What you are asked to do
Gather all lines from the material that contain the word "white".

─── Data listing ───

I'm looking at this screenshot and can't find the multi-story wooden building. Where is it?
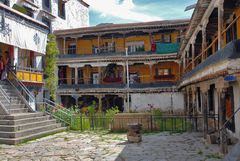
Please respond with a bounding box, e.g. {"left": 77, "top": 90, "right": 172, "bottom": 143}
{"left": 179, "top": 0, "right": 240, "bottom": 152}
{"left": 54, "top": 20, "right": 189, "bottom": 112}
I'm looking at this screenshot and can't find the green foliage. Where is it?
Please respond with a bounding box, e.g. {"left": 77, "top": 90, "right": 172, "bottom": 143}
{"left": 44, "top": 34, "right": 59, "bottom": 101}
{"left": 12, "top": 4, "right": 28, "bottom": 15}
{"left": 106, "top": 106, "right": 119, "bottom": 118}
{"left": 152, "top": 108, "right": 162, "bottom": 116}
{"left": 87, "top": 101, "right": 96, "bottom": 115}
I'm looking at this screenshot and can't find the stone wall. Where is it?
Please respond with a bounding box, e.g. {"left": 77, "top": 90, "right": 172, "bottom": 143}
{"left": 130, "top": 93, "right": 184, "bottom": 112}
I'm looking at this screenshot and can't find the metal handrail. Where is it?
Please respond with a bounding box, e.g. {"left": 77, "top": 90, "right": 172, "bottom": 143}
{"left": 43, "top": 98, "right": 72, "bottom": 114}
{"left": 37, "top": 98, "right": 72, "bottom": 126}
{"left": 7, "top": 66, "right": 36, "bottom": 111}
{"left": 219, "top": 107, "right": 240, "bottom": 132}
{"left": 0, "top": 84, "right": 11, "bottom": 104}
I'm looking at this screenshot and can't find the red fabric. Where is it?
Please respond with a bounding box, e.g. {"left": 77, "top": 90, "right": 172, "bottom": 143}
{"left": 0, "top": 61, "right": 4, "bottom": 71}
{"left": 9, "top": 46, "right": 14, "bottom": 59}
{"left": 151, "top": 43, "right": 156, "bottom": 52}
{"left": 103, "top": 77, "right": 122, "bottom": 83}
{"left": 154, "top": 74, "right": 175, "bottom": 80}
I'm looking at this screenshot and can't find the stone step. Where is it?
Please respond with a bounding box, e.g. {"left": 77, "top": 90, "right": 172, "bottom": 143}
{"left": 1, "top": 99, "right": 22, "bottom": 105}
{"left": 0, "top": 127, "right": 66, "bottom": 145}
{"left": 5, "top": 104, "right": 26, "bottom": 109}
{"left": 0, "top": 120, "right": 57, "bottom": 132}
{"left": 0, "top": 123, "right": 62, "bottom": 138}
{"left": 0, "top": 96, "right": 20, "bottom": 100}
{"left": 8, "top": 108, "right": 28, "bottom": 114}
{"left": 0, "top": 112, "right": 45, "bottom": 120}
{"left": 0, "top": 115, "right": 51, "bottom": 125}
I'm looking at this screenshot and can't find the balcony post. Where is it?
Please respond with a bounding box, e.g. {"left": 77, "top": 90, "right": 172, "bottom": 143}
{"left": 63, "top": 37, "right": 66, "bottom": 54}
{"left": 218, "top": 0, "right": 224, "bottom": 50}
{"left": 123, "top": 33, "right": 126, "bottom": 51}
{"left": 202, "top": 20, "right": 208, "bottom": 60}
{"left": 97, "top": 34, "right": 101, "bottom": 52}
{"left": 149, "top": 63, "right": 153, "bottom": 83}
{"left": 75, "top": 67, "right": 78, "bottom": 85}
{"left": 98, "top": 95, "right": 103, "bottom": 112}
{"left": 149, "top": 32, "right": 153, "bottom": 46}
{"left": 75, "top": 37, "right": 78, "bottom": 54}
{"left": 123, "top": 64, "right": 126, "bottom": 84}
{"left": 98, "top": 66, "right": 101, "bottom": 84}
{"left": 191, "top": 43, "right": 195, "bottom": 68}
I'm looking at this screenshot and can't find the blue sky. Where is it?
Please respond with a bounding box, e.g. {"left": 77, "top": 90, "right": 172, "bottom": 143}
{"left": 85, "top": 0, "right": 197, "bottom": 26}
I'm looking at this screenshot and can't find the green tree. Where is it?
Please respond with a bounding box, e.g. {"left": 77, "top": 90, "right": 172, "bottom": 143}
{"left": 44, "top": 34, "right": 59, "bottom": 101}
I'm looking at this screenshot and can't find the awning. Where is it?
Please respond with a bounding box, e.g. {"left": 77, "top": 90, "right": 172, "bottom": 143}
{"left": 0, "top": 4, "right": 48, "bottom": 54}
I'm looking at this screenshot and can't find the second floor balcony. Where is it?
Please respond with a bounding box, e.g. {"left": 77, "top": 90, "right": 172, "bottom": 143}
{"left": 57, "top": 43, "right": 180, "bottom": 60}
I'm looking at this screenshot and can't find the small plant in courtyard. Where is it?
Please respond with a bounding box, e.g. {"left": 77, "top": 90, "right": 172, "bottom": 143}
{"left": 106, "top": 106, "right": 119, "bottom": 118}
{"left": 87, "top": 101, "right": 96, "bottom": 115}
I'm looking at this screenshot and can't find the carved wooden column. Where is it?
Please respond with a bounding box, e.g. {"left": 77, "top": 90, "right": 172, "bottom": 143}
{"left": 216, "top": 79, "right": 228, "bottom": 154}
{"left": 219, "top": 90, "right": 228, "bottom": 154}
{"left": 75, "top": 67, "right": 78, "bottom": 85}
{"left": 218, "top": 0, "right": 224, "bottom": 50}
{"left": 149, "top": 63, "right": 153, "bottom": 83}
{"left": 98, "top": 95, "right": 103, "bottom": 112}
{"left": 201, "top": 85, "right": 209, "bottom": 138}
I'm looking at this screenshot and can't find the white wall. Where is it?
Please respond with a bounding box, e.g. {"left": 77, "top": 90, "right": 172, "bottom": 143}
{"left": 9, "top": 0, "right": 89, "bottom": 31}
{"left": 51, "top": 0, "right": 89, "bottom": 31}
{"left": 130, "top": 93, "right": 184, "bottom": 112}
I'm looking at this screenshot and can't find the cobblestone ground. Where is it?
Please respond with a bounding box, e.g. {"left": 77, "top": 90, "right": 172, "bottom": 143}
{"left": 0, "top": 131, "right": 223, "bottom": 161}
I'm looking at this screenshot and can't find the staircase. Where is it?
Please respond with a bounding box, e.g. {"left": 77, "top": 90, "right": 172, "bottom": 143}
{"left": 0, "top": 81, "right": 66, "bottom": 145}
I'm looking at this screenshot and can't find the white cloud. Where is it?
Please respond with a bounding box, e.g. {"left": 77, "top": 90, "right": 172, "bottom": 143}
{"left": 85, "top": 0, "right": 162, "bottom": 22}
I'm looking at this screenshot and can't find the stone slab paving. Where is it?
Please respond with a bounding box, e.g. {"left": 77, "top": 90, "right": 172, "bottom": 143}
{"left": 0, "top": 131, "right": 223, "bottom": 161}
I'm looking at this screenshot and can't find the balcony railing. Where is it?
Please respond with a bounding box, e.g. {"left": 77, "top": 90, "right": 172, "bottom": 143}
{"left": 58, "top": 82, "right": 176, "bottom": 90}
{"left": 183, "top": 15, "right": 240, "bottom": 74}
{"left": 58, "top": 43, "right": 179, "bottom": 59}
{"left": 156, "top": 43, "right": 180, "bottom": 54}
{"left": 183, "top": 39, "right": 240, "bottom": 79}
{"left": 11, "top": 66, "right": 44, "bottom": 83}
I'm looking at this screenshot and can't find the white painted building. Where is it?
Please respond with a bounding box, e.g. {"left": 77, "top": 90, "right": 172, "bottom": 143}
{"left": 2, "top": 0, "right": 89, "bottom": 31}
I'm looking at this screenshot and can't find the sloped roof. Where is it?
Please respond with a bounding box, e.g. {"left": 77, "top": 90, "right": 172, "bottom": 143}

───

Finished task
I'm looking at this screenshot and can't find the white wall. Where is it?
I'm looking at this screenshot and can't find the white cloud. Where is it?
I'm looking at this screenshot and can't find the white painted building. Where is it?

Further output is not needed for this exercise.